She described Israel as “an important player” that can contribute to the effort via its high level of cyber-awareness and talent in incident response, digital forensics and situational awareness in cyberspace. In turn, she said, it can gain from the initiative by broadening its cyber alliances around the world, developing expertise along with other like-minded countries. “Moving ahead with this common goal of combating this type of malware and ransomware which, in the end, if it does in fact pan out as a successful initiative, will obviously have ramifications for all, for many other types of cyberthreats.”
While expressing her support for the recent effort for strengthened international cooperation, she suggested that it needs to be expanded further.
“You can’t catch the cybercriminals if you’re operating only on your own as a country,” Housen-Couriel said. “Cyberspace is a global resource and the reach of global cybercriminals is global. Any meaningful response to mitigate the effects of these types of attacks has got to be international.” This includes international assistance on identifying how the attack vector was carried out, locating where in the world the attackers are based, and at the end of the process collaboration on legal aid, providing evidence, putting the suspects on trial and potentially extraditing them.
She also highlighted the importance of “addressing the money trail issue, which is really a hard one because of the anonymity of payments made through cryptocurrency. Once the money trail nut is cracked, that will achieve the goal that the Counter Ransomware Initiative set, which is to disrupt the business model of these ransomware attacks which has been such a successful model.”
Amounts of money demanded by ransomware attackers have skyrocketed. CNA Financial Corp., one of the U.S.’s largest insurance companies, reportedly paid $40 million in March to regain control of its network after a ransomware attack. According to a report this year by Palo Alto Networks, the average ransom paid by organizations in the U.S., Canada and Europe increased from $115,123 in 2019 to $312,493 in 2020 — a 171% spike.
Addressing the absence of countries such as Russia, China, North Korea and Iran in the U.S-led conference, Housen-Couriel said, “Clearly, without the participation of states whose citizens are actively using ransomware — and we know we’ve identified them as attackers — without their participation, in all the levels this initiative is committed to engage with, only limited progress can be made. So a lot more countries need to be involved and that is one of the stated aims of the initiative.”

TASK ITEM A » Render this sentence from the ransomware passage in Spanish: "Amounts of money demanded by ransomware attackers have skyrocketed."
TASK ITEM B » For each statement, decide whether the ransomware passage agrees with it. Answer yes or no, and quote the words that decide it. (i) The average ransom paid by organizations in the U.S., Canada and Europe rose from $115,123 in 2019 to $312,493 in 2020. (ii) Russia and China took part in the U.S.-led conference. (iii) Housen-Couriel considered the recent international cooperation sufficient as it stands.
TASK ITEM C » Carry on the passage about international action against ransomware from its final sentence.
The dataset entries play no part in this work.

Dataset entries »

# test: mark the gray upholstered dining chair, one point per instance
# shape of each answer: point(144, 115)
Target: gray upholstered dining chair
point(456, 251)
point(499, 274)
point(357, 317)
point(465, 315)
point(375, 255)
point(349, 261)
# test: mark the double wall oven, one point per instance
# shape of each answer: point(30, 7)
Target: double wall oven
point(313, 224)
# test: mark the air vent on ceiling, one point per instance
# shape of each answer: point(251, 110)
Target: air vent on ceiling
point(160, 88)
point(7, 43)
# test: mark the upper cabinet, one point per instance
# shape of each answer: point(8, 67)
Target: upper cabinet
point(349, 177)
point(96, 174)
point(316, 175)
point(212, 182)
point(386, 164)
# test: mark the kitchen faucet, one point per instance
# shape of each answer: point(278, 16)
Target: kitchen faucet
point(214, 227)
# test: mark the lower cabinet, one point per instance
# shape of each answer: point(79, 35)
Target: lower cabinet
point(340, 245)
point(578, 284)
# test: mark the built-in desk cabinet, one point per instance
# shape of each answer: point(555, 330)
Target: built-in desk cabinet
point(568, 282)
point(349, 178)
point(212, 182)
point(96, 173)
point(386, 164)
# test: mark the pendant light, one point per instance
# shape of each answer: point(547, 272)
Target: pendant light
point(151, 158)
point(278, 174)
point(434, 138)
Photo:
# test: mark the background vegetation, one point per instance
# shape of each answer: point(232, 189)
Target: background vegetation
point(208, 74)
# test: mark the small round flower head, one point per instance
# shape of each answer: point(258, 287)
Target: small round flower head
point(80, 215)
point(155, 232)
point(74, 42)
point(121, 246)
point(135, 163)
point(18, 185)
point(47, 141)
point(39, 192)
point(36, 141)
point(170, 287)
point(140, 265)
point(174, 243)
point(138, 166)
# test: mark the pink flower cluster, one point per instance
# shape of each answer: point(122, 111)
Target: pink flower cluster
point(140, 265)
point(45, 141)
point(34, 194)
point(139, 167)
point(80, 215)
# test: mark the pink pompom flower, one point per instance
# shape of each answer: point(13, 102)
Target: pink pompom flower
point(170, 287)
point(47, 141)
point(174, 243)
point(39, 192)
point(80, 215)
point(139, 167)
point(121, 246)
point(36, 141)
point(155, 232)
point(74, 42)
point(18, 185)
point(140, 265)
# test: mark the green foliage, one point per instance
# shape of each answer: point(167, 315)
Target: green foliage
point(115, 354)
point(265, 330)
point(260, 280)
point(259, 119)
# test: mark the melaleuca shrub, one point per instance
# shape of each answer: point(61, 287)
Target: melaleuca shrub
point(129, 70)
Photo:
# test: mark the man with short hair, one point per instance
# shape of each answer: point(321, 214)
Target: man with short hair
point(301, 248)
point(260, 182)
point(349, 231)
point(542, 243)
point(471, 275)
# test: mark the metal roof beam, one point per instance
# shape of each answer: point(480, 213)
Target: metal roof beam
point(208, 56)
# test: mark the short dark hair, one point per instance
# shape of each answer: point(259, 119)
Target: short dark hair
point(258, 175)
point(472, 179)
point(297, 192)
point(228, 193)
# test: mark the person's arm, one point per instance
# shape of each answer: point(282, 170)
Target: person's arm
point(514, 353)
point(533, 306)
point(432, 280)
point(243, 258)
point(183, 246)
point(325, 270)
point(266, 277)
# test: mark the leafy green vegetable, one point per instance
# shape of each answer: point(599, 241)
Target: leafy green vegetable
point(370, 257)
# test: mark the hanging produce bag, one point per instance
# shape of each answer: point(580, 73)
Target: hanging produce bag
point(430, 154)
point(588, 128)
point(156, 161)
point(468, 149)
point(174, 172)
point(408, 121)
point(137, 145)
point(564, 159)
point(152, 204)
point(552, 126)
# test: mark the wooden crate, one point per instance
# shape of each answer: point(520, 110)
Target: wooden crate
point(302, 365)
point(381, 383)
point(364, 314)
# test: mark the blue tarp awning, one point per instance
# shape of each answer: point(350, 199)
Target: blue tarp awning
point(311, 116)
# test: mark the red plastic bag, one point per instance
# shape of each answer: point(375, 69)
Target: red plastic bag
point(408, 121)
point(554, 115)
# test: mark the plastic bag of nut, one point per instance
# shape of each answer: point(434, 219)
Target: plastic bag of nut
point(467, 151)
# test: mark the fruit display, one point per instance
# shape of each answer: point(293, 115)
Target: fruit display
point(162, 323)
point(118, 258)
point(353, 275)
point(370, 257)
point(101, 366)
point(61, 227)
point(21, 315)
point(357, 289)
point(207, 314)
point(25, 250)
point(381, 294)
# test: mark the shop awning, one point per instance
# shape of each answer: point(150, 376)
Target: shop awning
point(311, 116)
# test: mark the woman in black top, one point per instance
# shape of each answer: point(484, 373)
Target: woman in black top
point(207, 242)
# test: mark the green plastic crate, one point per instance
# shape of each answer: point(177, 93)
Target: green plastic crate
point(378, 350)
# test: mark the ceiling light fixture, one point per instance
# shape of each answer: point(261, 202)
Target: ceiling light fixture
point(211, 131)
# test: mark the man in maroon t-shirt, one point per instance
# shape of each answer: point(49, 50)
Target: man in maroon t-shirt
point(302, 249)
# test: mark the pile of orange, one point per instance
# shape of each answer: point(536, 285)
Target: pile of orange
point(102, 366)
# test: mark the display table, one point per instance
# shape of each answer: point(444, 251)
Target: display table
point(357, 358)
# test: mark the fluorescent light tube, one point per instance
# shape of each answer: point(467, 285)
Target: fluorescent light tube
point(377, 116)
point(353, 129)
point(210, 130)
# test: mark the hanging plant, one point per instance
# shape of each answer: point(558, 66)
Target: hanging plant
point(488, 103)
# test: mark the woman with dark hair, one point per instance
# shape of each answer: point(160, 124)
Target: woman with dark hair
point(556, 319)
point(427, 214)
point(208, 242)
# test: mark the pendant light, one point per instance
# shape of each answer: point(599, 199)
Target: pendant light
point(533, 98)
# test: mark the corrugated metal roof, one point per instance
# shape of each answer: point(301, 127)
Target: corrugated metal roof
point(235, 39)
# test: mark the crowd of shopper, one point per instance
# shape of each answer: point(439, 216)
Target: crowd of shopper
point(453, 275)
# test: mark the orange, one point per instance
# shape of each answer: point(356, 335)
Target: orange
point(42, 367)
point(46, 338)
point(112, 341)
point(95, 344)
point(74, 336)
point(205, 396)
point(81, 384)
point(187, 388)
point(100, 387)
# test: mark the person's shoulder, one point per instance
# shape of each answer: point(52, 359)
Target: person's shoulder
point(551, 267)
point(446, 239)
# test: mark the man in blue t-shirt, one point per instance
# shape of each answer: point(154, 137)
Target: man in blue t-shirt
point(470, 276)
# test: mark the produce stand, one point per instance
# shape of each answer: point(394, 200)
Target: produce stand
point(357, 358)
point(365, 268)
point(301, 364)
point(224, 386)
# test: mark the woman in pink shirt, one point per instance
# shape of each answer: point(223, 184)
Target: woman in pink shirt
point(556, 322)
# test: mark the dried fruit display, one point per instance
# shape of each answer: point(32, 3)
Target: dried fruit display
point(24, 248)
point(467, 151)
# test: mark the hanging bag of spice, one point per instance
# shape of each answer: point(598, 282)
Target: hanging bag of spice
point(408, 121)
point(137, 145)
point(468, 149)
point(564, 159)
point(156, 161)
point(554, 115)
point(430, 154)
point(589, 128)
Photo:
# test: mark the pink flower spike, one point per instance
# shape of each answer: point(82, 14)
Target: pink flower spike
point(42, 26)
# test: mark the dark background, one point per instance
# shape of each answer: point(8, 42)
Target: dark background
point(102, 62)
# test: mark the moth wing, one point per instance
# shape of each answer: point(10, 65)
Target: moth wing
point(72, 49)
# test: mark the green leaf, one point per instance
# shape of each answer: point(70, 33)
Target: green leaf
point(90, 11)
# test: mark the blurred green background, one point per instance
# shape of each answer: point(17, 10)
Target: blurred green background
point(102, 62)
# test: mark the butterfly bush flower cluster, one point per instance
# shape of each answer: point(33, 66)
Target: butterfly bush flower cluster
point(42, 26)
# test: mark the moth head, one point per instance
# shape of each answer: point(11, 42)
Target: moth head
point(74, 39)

ANSWER BOX A » Las sumas de dinero exigidas por los atacantes de ransomware se han disparado.

ANSWER BOX B »
(i) Yes: "increased from $115,123 in 2019 to $312,493 in 2020"
(ii) No: "Addressing the absence of countries such as Russia, China, North Korea and Iran in the U.S-led conference"
(iii) No: "she suggested that it needs to be expanded further"

ANSWER BOX C »
But Ashkenazi said the recent conference was more focused on like-minded countries. “Given the type of cooperation that was discussed, I’m not sure this would have been the right format to share ideas and thoughts in such a broad manner — there are other forums for this,” he said, alluding to the United Nations, which he said has several channels open on cyber-related issues.
There are some basic differences, he noted, in the way other countries approach the role of the internet, and the focus of cybersecurity.
“Like-minded countries see cyberspace as an important space for human rights and defense of freedom of speech and rule of law regarding the relationship of the government with the people. Some countries see cyberspace as another place of governance in which they apply their government values and systems,” Ashkenazi said.
That isn’t to say that there isn’t bilateral cooperation between Israel, the U.S. and others with those countries. In a White House press call ahead of the virtual conference, for instance, a senior administration official said, in response to questions about Russia’s nonparticipation that “the U.S.-Kremlin Experts Group, which is led by the White House, was established by President Biden and President Putin, so the U.S. engages directly with Russia on this — on the issue of ransomware.”
Israel, Ashkenazi said, has some 90 bilateral agreements with organizations and missions similar to the INCD. He hopes, however, that this turn towards greater multilateralism will speed up the pace of information sharing and dealing with cyberattacks.